▶ Object point labels
▬▬▬

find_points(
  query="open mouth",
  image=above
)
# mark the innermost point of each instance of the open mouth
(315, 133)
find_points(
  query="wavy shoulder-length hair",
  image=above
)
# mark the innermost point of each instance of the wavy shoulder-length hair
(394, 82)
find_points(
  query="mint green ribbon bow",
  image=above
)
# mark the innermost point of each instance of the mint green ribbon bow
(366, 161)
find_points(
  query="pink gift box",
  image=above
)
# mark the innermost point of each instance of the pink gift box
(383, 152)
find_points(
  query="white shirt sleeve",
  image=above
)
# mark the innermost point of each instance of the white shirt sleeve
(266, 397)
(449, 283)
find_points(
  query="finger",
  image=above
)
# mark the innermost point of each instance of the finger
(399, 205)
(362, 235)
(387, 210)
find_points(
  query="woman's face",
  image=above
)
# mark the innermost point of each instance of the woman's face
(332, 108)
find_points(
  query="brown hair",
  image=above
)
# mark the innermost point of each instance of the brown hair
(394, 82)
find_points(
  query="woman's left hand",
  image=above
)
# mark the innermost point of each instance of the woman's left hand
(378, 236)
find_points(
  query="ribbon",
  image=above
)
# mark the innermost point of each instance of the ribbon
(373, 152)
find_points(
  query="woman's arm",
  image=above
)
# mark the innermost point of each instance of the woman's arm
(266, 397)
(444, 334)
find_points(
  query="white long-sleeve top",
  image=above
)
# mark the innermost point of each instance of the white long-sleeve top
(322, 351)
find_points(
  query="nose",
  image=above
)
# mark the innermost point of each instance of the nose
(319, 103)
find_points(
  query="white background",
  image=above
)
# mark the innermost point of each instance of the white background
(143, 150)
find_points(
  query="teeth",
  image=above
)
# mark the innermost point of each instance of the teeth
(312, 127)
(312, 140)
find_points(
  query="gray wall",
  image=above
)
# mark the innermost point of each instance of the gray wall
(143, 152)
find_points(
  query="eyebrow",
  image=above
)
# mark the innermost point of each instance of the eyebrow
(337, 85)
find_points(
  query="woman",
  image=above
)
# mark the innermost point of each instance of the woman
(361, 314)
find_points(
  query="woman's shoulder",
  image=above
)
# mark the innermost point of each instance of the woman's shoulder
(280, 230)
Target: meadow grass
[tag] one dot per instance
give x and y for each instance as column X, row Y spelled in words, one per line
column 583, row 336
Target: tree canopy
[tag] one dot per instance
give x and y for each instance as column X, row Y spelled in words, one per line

▬▬▬

▶ Do this
Copy out the lines of the entries from the one containing "Target: tree canopy" through the last line, inclusive, reproducing each exactly.

▶ Full output
Target: tree canopy
[tag] one dot per instance
give x and y for each instance as column X, row Y spelled in words, one per line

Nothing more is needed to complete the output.